Aim → Render all the items below as one numbered list, one entry per line of text, skipping blank lines. Leave the pictures out.

>>

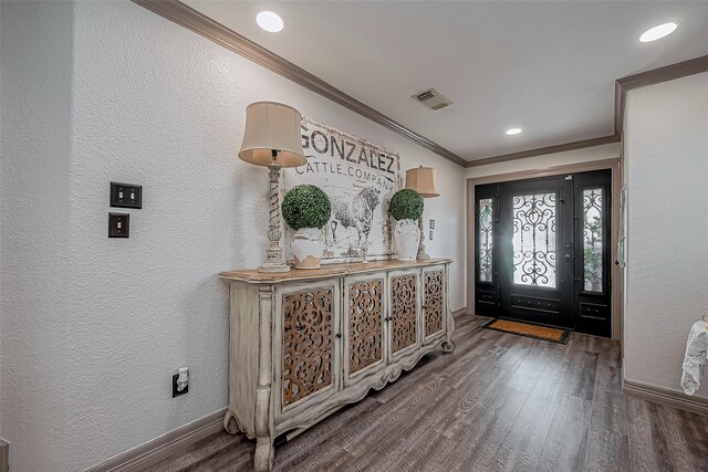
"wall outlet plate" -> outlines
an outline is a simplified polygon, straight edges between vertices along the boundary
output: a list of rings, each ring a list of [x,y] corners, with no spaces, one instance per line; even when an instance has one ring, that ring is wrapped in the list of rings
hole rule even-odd
[[[185,395],[189,391],[189,385],[187,385],[183,391],[177,391],[177,377],[179,377],[179,374],[175,374],[173,376],[173,398],[179,397],[180,395]]]
[[[111,207],[143,208],[143,186],[111,182]]]
[[[108,238],[131,238],[128,213],[108,213]]]

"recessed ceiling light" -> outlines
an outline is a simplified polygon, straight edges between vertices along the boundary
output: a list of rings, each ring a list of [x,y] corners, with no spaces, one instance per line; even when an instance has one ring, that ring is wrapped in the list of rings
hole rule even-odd
[[[676,28],[678,28],[678,24],[674,22],[659,24],[658,27],[654,27],[650,30],[646,30],[639,36],[639,41],[643,43],[649,43],[652,41],[660,40],[662,38],[671,34],[676,30]]]
[[[256,15],[256,22],[270,33],[277,33],[283,29],[283,19],[272,11],[261,11]]]

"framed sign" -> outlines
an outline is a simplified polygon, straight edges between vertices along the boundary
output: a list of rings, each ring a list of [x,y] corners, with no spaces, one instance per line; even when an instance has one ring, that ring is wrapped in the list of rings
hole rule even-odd
[[[329,126],[302,118],[302,148],[308,164],[288,169],[283,192],[301,183],[320,187],[332,200],[323,228],[323,263],[391,259],[395,253],[388,200],[400,189],[396,153]],[[285,258],[291,260],[292,229],[285,227]]]

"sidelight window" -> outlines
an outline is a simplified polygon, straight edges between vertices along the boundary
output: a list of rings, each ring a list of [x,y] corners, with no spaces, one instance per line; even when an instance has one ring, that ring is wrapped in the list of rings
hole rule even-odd
[[[493,200],[479,200],[479,281],[492,282]]]
[[[583,287],[602,293],[602,188],[583,190]]]

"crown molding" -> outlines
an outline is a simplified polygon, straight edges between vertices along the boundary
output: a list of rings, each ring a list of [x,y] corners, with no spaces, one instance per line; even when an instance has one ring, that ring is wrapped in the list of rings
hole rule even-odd
[[[627,101],[627,92],[634,88],[656,85],[662,82],[681,78],[701,72],[708,72],[708,55],[665,65],[664,67],[627,75],[615,81],[615,136],[622,136],[624,126],[624,108]]]
[[[506,162],[508,160],[543,156],[545,154],[555,154],[555,153],[563,153],[565,150],[583,149],[586,147],[600,146],[608,143],[617,143],[618,140],[620,138],[616,135],[601,136],[597,138],[564,143],[564,144],[559,144],[554,146],[539,147],[537,149],[522,150],[519,153],[502,154],[500,156],[486,157],[483,159],[468,160],[465,167],[487,166],[489,164]]]
[[[133,0],[263,67],[465,167],[467,160],[178,0]]]
[[[704,55],[616,80],[613,135],[466,160],[179,0],[132,1],[466,168],[617,143],[628,91],[708,71],[708,55]]]

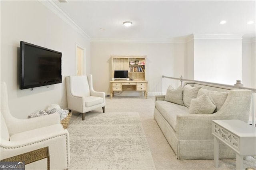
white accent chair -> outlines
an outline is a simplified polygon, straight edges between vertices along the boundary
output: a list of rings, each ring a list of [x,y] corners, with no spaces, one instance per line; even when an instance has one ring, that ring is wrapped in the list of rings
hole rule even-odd
[[[48,146],[51,169],[68,169],[70,164],[69,136],[53,114],[18,119],[10,113],[6,83],[1,84],[0,159],[5,159]],[[23,161],[23,160],[20,160]],[[46,169],[47,159],[26,165],[26,169]]]
[[[96,91],[92,86],[92,75],[74,75],[66,78],[68,108],[82,113],[102,107],[105,113],[104,92]],[[71,111],[70,111],[71,110]]]

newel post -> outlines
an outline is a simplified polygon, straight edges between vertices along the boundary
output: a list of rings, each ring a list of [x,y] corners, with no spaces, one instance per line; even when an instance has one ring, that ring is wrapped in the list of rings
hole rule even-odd
[[[244,85],[242,83],[242,81],[240,80],[237,80],[236,83],[234,85],[235,88],[239,89],[240,87],[244,87]]]
[[[182,75],[180,76],[180,83],[181,84],[181,87],[183,87],[183,77]]]

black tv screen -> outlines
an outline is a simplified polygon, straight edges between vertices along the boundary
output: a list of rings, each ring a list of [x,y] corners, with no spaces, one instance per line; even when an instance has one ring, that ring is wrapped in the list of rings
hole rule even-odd
[[[20,89],[61,83],[62,53],[21,41]]]
[[[115,79],[126,79],[128,77],[128,70],[115,70]]]

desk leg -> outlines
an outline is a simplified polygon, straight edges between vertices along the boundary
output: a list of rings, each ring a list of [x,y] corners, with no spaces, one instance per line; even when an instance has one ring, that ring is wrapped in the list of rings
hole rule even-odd
[[[242,170],[244,166],[244,156],[236,154],[236,170]]]
[[[217,138],[215,136],[213,141],[214,159],[214,167],[218,168],[219,167],[219,142]]]

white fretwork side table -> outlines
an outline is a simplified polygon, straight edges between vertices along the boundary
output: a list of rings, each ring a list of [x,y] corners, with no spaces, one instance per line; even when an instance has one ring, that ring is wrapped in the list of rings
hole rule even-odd
[[[256,155],[256,128],[240,120],[213,120],[214,167],[219,166],[219,142],[236,153],[236,169],[243,169],[244,156]]]

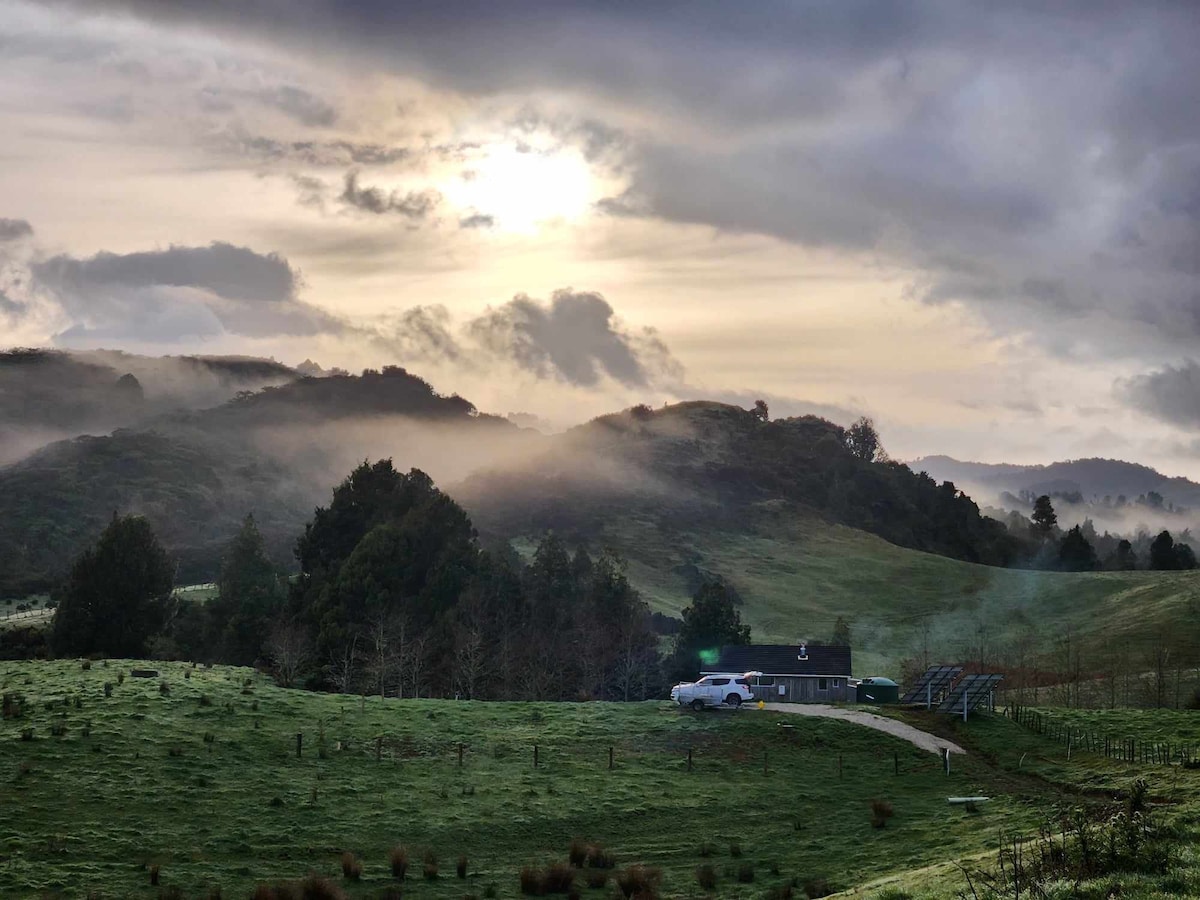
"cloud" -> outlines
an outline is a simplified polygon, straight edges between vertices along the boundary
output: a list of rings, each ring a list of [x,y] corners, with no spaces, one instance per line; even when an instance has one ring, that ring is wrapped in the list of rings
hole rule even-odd
[[[594,386],[607,376],[625,386],[682,377],[653,329],[622,326],[594,292],[556,290],[548,302],[517,294],[467,325],[481,347],[540,378]]]
[[[496,216],[485,216],[482,212],[473,212],[458,220],[460,228],[494,228]]]
[[[220,241],[84,259],[59,254],[35,262],[30,275],[72,322],[59,335],[65,343],[122,337],[174,343],[344,329],[298,299],[300,276],[283,257]]]
[[[19,241],[34,234],[34,227],[24,218],[0,218],[0,244]]]
[[[384,192],[378,187],[359,187],[356,172],[346,174],[346,188],[338,199],[348,206],[373,212],[377,216],[395,212],[412,221],[421,221],[442,202],[437,191]]]
[[[1128,406],[1156,419],[1200,427],[1200,362],[1195,360],[1118,382],[1116,392]]]

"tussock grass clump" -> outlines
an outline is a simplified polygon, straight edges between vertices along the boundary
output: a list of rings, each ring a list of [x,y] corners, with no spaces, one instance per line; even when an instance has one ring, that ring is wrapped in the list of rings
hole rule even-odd
[[[640,898],[640,900],[654,900],[659,895],[659,883],[662,881],[662,870],[652,869],[647,865],[631,865],[617,872],[617,887],[626,898]]]
[[[871,828],[883,828],[895,810],[887,800],[871,800]]]

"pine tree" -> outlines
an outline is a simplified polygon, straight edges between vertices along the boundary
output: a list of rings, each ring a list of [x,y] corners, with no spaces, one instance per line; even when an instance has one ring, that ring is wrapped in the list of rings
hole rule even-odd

<<

Complete output →
1. "wall outlet plate" -> outlines
2. an outline is a simplified polygon, straight edges between vertices along the boundary
3. output: a list of rings, each ring a list of [x,y] corners, with no spaces, one instance per line; even when an instance has one ring, that ring is wrapped in the list of rings
4. hole rule even-odd
5. [[[185,395],[189,391],[189,385],[187,385],[183,391],[177,391],[177,377],[179,377],[179,374],[175,374],[173,376],[173,398],[179,397],[180,395]]]
6. [[[111,207],[143,208],[143,186],[111,182]]]
7. [[[108,238],[131,238],[128,213],[108,213]]]
8. "recessed ceiling light" -> outlines
9. an outline is a simplified polygon, straight edges between vertices along the boundary
10. output: a list of rings, each ring a list of [x,y] corners, with no spaces, one instance per line; even when an instance has one ring, that ring is wrapped in the list of rings
11. hole rule even-odd
12. [[[676,28],[678,28],[678,24],[674,22],[659,24],[658,27],[654,27],[650,30],[646,30],[639,36],[639,41],[643,43],[649,43],[652,41],[660,40],[662,38],[671,34],[676,30]]]
13. [[[256,15],[256,22],[270,33],[277,33],[283,29],[283,19],[272,11],[261,11]]]
14. "framed sign" -> outlines
15. an outline is a simplified polygon, straight edges between vertices along the boundary
16. output: a list of rings, each ring a list of [x,y] corners, with no spaces, one instance per line; even when an instance has one ring, that ring is wrapped in the list of rings
17. hole rule even-odd
18. [[[329,126],[302,118],[302,148],[308,164],[288,169],[283,192],[301,183],[320,187],[332,200],[323,228],[323,263],[391,259],[395,253],[388,200],[400,189],[396,153]],[[285,258],[291,260],[292,229],[285,227]]]
19. "sidelight window" -> outlines
20. an outline is a simplified polygon, straight edges between vertices along the boundary
21. output: a list of rings, each ring a list of [x,y] corners, with no spaces, one instance per line; even when an instance has one ring, that ring is wrapped in the list of rings
22. hole rule even-odd
23. [[[493,200],[479,200],[479,281],[492,282]]]
24. [[[583,287],[602,293],[602,188],[583,190]]]
25. "crown molding" -> outlines
26. an outline is a simplified polygon, straight edges between vertices along the boundary
27. output: a list of rings, each ring a list of [x,y] corners, with no spaces, one instance per line; even when an instance has one ring, that ring is wrapped in the list of rings
28. hole rule even-odd
29. [[[627,101],[627,92],[634,88],[656,85],[662,82],[681,78],[701,72],[708,72],[708,55],[665,65],[664,67],[627,75],[615,81],[615,136],[622,136],[624,126],[624,108]]]
30. [[[506,162],[508,160],[543,156],[545,154],[555,154],[555,153],[563,153],[565,150],[583,149],[586,147],[600,146],[608,143],[617,143],[618,140],[620,138],[616,135],[601,136],[597,138],[564,143],[564,144],[559,144],[554,146],[539,147],[537,149],[522,150],[519,153],[502,154],[500,156],[486,157],[483,159],[468,160],[465,167],[487,166],[489,164]]]
31. [[[133,0],[263,67],[465,167],[467,160],[178,0]]]
32. [[[704,55],[616,80],[613,135],[466,160],[179,0],[132,1],[466,168],[617,143],[628,91],[708,71],[708,55]]]
33. white accent chair -> outlines
34. an outline is a simplified polygon, straight edges between vertices along the boundary
35. output: a list of rings, each ring a list of [x,y] corners, with no spaces, one instance per line; even when an instance has one ring, that ring is wrapped in the list of rings
36. hole rule even-odd
37. [[[48,146],[51,169],[68,169],[70,164],[69,136],[53,114],[18,119],[10,113],[6,83],[1,84],[0,159],[5,159]],[[23,161],[23,160],[20,160]],[[46,169],[47,159],[26,165],[26,169]]]
38. [[[96,91],[92,86],[92,75],[74,75],[66,78],[68,108],[82,113],[102,107],[105,113],[104,92]],[[71,111],[70,111],[71,110]]]
39. newel post -> outlines
40. an outline is a simplified polygon, straight edges between vertices along the boundary
41. output: a list of rings, each ring a list of [x,y] corners, with no spaces, one instance per line; even when an instance has one ring, that ring is wrapped in the list of rings
42. hole rule even-odd
43. [[[244,85],[242,83],[242,81],[240,80],[237,80],[236,83],[234,85],[235,88],[239,89],[240,87],[244,87]]]
44. [[[182,75],[180,76],[180,83],[181,84],[181,87],[183,87],[183,77]]]
45. black tv screen -> outlines
46. an outline is a simplified polygon, straight edges between vertices along the boundary
47. output: a list of rings, each ring a list of [x,y] corners, with no spaces, one instance per line; even when an instance has one ring, that ring is wrapped in the list of rings
48. hole rule even-odd
49. [[[20,89],[61,83],[62,53],[21,41]]]
50. [[[115,79],[126,79],[128,77],[128,70],[115,70]]]
51. desk leg -> outlines
52. an outline is a simplified polygon, straight edges between vertices along the boundary
53. output: a list of rings, each ring a list of [x,y] corners, with no spaces, one instance per line; even when an instance has one ring, that ring is wrapped in the list of rings
54. hole rule even-odd
55. [[[242,170],[244,166],[244,156],[236,154],[236,170]]]
56. [[[217,138],[215,136],[213,141],[214,159],[214,167],[218,168],[219,167],[219,142]]]
57. white fretwork side table -> outlines
58. an outline is a simplified polygon, straight edges between vertices along the boundary
59. output: a list of rings, each ring a list of [x,y] corners, with no spaces, one instance per line; even when an instance has one ring, that ring is wrapped in the list of rings
60. hole rule even-odd
61. [[[256,155],[256,128],[240,120],[213,120],[214,167],[219,166],[219,142],[236,153],[236,169],[243,169],[244,156]]]
62. "cloud" -> outlines
63. an outline is a simplified polygon, straight edges between vertices along the boundary
64. output: a list of rings, each ring a list of [x,y] corners, with no spaces, one instance per line; even when an instance has one ring, that ring is wrapped in the list of rings
65. hole rule even-odd
66. [[[594,386],[607,376],[625,386],[682,377],[653,329],[622,326],[594,292],[556,290],[548,302],[517,294],[467,325],[481,347],[540,378]]]
67. [[[496,216],[485,216],[482,212],[473,212],[458,220],[460,228],[494,228]]]
68. [[[220,241],[84,259],[59,254],[35,262],[30,275],[72,322],[59,335],[65,343],[122,337],[174,343],[344,329],[298,299],[300,276],[283,257]]]
69. [[[19,241],[34,234],[34,227],[24,218],[0,218],[0,244]]]
70. [[[384,192],[378,187],[359,187],[356,172],[346,174],[346,188],[338,199],[348,206],[373,212],[377,216],[395,212],[412,221],[421,221],[442,202],[437,191]]]
71. [[[1128,406],[1156,419],[1200,427],[1200,362],[1195,360],[1118,382],[1116,392]]]
72. "tussock grass clump" -> outlines
73. an outline is a simplified polygon, straight edges between vertices along the boundary
74. output: a list of rings, each ring a list of [x,y] corners, with no spaces, one instance per line; even when an instance has one ring, that ring is wrapped in the list of rings
75. hole rule even-odd
76. [[[640,898],[640,900],[654,900],[659,895],[659,883],[662,881],[662,870],[652,869],[647,865],[631,865],[617,872],[617,887],[626,898]]]
77. [[[871,828],[883,828],[895,810],[887,800],[871,800]]]
78. "pine tree" -> outlines
79. an outline is a simplified polygon, straight edges between vertices along the boundary
80. output: a list of rings, each ring a list of [x,y] corners, with no spaces, one instance per line; even when an instance has one ring, that ring is wrapped in the list of rings
81. hole rule even-odd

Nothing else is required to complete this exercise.